▶ **DATASET CONTENT**:
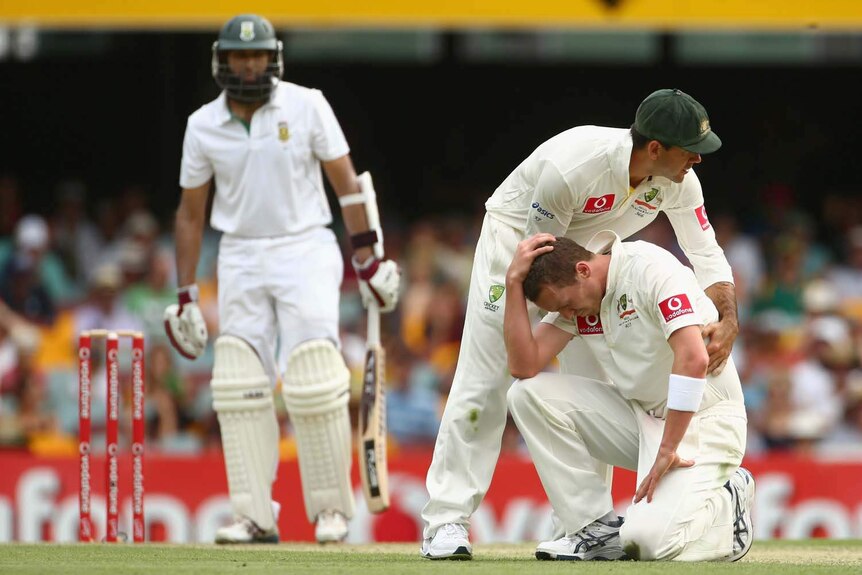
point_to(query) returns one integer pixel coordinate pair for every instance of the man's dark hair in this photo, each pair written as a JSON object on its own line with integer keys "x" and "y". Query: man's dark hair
{"x": 640, "y": 141}
{"x": 555, "y": 268}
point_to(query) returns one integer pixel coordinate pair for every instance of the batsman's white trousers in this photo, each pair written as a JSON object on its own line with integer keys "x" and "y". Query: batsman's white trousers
{"x": 283, "y": 289}
{"x": 568, "y": 421}
{"x": 471, "y": 431}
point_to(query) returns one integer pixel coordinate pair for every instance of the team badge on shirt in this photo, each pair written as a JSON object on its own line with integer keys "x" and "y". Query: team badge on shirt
{"x": 675, "y": 306}
{"x": 495, "y": 292}
{"x": 701, "y": 217}
{"x": 600, "y": 204}
{"x": 590, "y": 325}
{"x": 626, "y": 310}
{"x": 648, "y": 206}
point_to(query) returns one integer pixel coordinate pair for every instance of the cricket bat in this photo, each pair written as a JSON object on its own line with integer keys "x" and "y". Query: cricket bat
{"x": 373, "y": 470}
{"x": 372, "y": 420}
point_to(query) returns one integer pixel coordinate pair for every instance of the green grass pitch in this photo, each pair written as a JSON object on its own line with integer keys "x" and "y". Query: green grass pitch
{"x": 779, "y": 557}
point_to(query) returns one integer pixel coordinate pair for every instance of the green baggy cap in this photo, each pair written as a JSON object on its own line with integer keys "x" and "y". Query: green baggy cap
{"x": 676, "y": 119}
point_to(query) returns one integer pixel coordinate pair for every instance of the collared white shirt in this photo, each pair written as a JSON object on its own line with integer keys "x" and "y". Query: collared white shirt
{"x": 650, "y": 294}
{"x": 268, "y": 179}
{"x": 577, "y": 183}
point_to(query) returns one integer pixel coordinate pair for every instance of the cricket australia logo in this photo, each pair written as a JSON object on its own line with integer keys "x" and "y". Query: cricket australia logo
{"x": 626, "y": 310}
{"x": 494, "y": 294}
{"x": 246, "y": 31}
{"x": 648, "y": 206}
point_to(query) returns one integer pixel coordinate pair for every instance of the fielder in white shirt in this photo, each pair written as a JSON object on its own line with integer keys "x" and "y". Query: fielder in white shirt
{"x": 261, "y": 145}
{"x": 640, "y": 312}
{"x": 586, "y": 179}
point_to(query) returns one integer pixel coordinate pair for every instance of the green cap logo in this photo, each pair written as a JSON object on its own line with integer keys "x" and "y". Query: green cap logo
{"x": 495, "y": 293}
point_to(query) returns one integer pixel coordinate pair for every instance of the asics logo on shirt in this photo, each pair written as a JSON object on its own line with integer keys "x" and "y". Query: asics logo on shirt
{"x": 701, "y": 217}
{"x": 543, "y": 211}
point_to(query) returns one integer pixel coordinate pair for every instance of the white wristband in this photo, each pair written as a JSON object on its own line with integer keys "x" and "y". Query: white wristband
{"x": 684, "y": 393}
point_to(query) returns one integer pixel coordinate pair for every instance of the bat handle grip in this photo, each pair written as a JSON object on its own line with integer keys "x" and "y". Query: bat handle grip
{"x": 373, "y": 324}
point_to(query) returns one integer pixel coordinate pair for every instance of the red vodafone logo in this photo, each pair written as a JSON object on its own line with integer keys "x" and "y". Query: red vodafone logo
{"x": 590, "y": 325}
{"x": 600, "y": 204}
{"x": 701, "y": 217}
{"x": 675, "y": 306}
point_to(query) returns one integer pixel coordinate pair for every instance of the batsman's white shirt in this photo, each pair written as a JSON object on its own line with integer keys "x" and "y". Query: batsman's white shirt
{"x": 279, "y": 265}
{"x": 650, "y": 294}
{"x": 268, "y": 179}
{"x": 575, "y": 184}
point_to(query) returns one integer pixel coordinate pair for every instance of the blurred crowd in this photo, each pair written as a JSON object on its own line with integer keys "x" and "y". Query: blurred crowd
{"x": 84, "y": 264}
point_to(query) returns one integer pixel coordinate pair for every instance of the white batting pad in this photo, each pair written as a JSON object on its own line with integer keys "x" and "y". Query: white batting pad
{"x": 242, "y": 399}
{"x": 316, "y": 392}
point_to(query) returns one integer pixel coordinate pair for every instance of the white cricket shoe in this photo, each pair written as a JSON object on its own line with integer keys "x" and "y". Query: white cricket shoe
{"x": 331, "y": 527}
{"x": 450, "y": 542}
{"x": 595, "y": 542}
{"x": 741, "y": 487}
{"x": 245, "y": 531}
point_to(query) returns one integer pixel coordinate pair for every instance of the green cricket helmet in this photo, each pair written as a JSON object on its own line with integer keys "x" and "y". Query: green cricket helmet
{"x": 247, "y": 32}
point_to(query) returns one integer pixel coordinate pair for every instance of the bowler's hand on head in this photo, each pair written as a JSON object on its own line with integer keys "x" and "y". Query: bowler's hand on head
{"x": 527, "y": 251}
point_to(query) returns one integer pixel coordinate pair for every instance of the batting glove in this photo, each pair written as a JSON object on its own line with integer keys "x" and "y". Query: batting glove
{"x": 185, "y": 324}
{"x": 379, "y": 281}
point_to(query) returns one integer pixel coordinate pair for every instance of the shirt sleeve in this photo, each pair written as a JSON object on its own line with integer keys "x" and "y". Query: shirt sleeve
{"x": 697, "y": 237}
{"x": 195, "y": 167}
{"x": 552, "y": 206}
{"x": 327, "y": 141}
{"x": 674, "y": 301}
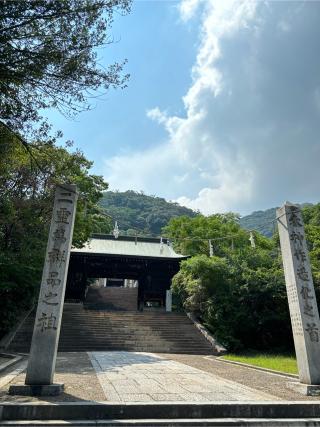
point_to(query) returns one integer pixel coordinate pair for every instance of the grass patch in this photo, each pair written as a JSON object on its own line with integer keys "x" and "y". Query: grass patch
{"x": 277, "y": 362}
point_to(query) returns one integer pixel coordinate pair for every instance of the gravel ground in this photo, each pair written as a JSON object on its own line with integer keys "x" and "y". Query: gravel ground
{"x": 259, "y": 380}
{"x": 75, "y": 371}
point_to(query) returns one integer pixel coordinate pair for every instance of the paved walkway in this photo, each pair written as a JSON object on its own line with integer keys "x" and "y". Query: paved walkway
{"x": 145, "y": 377}
{"x": 122, "y": 376}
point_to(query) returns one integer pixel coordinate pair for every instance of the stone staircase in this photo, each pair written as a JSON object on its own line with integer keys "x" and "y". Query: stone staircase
{"x": 97, "y": 330}
{"x": 112, "y": 298}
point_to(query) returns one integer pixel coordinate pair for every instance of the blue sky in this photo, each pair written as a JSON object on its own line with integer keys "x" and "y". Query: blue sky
{"x": 222, "y": 109}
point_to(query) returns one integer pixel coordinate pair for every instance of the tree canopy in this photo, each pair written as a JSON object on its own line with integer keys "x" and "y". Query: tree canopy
{"x": 49, "y": 57}
{"x": 239, "y": 292}
{"x": 28, "y": 175}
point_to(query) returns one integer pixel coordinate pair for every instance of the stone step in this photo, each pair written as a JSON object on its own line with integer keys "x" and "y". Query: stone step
{"x": 86, "y": 330}
{"x": 180, "y": 422}
{"x": 235, "y": 413}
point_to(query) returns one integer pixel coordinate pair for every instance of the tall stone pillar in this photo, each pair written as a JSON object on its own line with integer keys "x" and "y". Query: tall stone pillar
{"x": 169, "y": 300}
{"x": 301, "y": 297}
{"x": 42, "y": 359}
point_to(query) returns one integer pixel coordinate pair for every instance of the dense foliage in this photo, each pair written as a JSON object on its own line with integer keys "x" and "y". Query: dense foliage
{"x": 138, "y": 214}
{"x": 28, "y": 174}
{"x": 239, "y": 292}
{"x": 261, "y": 221}
{"x": 48, "y": 56}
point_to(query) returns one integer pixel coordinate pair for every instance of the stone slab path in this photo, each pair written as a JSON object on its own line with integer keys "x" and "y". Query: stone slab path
{"x": 145, "y": 377}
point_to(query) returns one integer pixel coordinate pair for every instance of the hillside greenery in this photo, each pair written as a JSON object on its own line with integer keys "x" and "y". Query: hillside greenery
{"x": 28, "y": 175}
{"x": 239, "y": 292}
{"x": 263, "y": 221}
{"x": 140, "y": 215}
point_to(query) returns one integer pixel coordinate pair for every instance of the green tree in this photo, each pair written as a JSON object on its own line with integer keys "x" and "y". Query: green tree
{"x": 49, "y": 56}
{"x": 28, "y": 175}
{"x": 239, "y": 293}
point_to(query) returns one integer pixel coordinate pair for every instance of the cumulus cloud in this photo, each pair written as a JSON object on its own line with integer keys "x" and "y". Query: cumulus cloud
{"x": 249, "y": 138}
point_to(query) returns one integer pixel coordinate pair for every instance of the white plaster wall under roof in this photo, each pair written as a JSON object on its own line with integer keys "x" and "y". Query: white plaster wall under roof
{"x": 129, "y": 246}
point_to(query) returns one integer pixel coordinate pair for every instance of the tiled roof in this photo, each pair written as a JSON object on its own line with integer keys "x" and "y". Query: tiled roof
{"x": 129, "y": 246}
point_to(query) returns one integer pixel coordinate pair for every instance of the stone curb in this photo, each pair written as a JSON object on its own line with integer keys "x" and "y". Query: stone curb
{"x": 13, "y": 359}
{"x": 8, "y": 338}
{"x": 258, "y": 368}
{"x": 173, "y": 410}
{"x": 217, "y": 348}
{"x": 205, "y": 422}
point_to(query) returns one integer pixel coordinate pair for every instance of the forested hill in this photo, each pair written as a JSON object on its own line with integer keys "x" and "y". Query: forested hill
{"x": 138, "y": 214}
{"x": 141, "y": 215}
{"x": 260, "y": 221}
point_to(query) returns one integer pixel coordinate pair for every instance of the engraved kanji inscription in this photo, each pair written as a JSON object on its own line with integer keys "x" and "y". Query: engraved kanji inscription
{"x": 300, "y": 254}
{"x": 294, "y": 219}
{"x": 50, "y": 298}
{"x": 296, "y": 237}
{"x": 56, "y": 257}
{"x": 302, "y": 273}
{"x": 313, "y": 332}
{"x": 47, "y": 322}
{"x": 308, "y": 310}
{"x": 305, "y": 293}
{"x": 63, "y": 216}
{"x": 53, "y": 280}
{"x": 59, "y": 235}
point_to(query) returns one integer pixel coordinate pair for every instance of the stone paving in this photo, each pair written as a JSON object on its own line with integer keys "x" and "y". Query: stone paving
{"x": 145, "y": 377}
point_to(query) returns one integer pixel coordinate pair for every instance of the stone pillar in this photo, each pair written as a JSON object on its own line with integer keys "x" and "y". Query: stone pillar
{"x": 301, "y": 297}
{"x": 168, "y": 300}
{"x": 42, "y": 359}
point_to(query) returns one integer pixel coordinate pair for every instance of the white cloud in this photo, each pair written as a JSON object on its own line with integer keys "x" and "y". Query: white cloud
{"x": 249, "y": 137}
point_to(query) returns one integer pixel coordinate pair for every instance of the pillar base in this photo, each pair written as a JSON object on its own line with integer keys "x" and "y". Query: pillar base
{"x": 305, "y": 389}
{"x": 36, "y": 390}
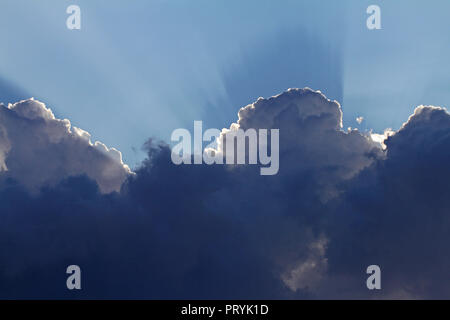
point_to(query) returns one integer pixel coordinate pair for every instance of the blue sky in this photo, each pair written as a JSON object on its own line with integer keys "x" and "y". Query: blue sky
{"x": 140, "y": 69}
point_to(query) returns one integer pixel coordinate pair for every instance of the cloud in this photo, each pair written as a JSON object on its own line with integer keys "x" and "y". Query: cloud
{"x": 339, "y": 203}
{"x": 37, "y": 149}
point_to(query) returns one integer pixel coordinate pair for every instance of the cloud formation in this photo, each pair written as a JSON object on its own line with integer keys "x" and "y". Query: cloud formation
{"x": 340, "y": 202}
{"x": 37, "y": 149}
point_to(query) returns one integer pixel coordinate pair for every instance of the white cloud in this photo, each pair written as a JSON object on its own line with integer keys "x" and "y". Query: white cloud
{"x": 37, "y": 149}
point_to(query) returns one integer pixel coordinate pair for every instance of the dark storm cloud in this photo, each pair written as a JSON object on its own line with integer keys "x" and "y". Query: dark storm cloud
{"x": 338, "y": 204}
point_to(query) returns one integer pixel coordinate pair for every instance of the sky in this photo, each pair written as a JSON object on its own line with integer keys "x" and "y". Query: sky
{"x": 87, "y": 176}
{"x": 148, "y": 67}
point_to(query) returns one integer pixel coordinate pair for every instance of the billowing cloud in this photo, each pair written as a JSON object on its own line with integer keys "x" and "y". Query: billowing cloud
{"x": 339, "y": 203}
{"x": 37, "y": 149}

▶ **PROBLEM TO WORK ON**:
What are the lines from the one containing "Query: cloud formation" to the end of the material above? Return them exactly, and only them.

▶ **COMPLETED EXERCISE**:
point_to(query) returns one integer pixel coordinate pair for every instance of the cloud formation in this photo, each pair written as a JSON object on its own line with integer keys "x" and "y". Query: cloud formation
{"x": 340, "y": 202}
{"x": 37, "y": 149}
point_to(query) returns one integer pixel coordinate pair for every instance of the white cloud in this photo, each pair written as a JSON object on its own line with integer keys "x" and "y". Query: white cloud
{"x": 37, "y": 149}
point_to(query) returns one integer pixel coordinate pair for every instance of the dark storm cloud in this photo, each pair written as a JSON object on its own line with integer keys "x" and "y". Query: dark storm cloud
{"x": 338, "y": 204}
point_to(query) returns one integer pixel coordinate pair for every instance of the sky in this photo, each pair written as a JSON object on its own line with integer keys "x" and "y". Query: sky
{"x": 87, "y": 176}
{"x": 148, "y": 67}
point_to(query) returns one integer pixel coordinate pair for every instance of the billowing cloud in this photo, each pair written as a JSON object on its own line with integer keys "x" and "y". Query: billowing cloud
{"x": 339, "y": 203}
{"x": 37, "y": 149}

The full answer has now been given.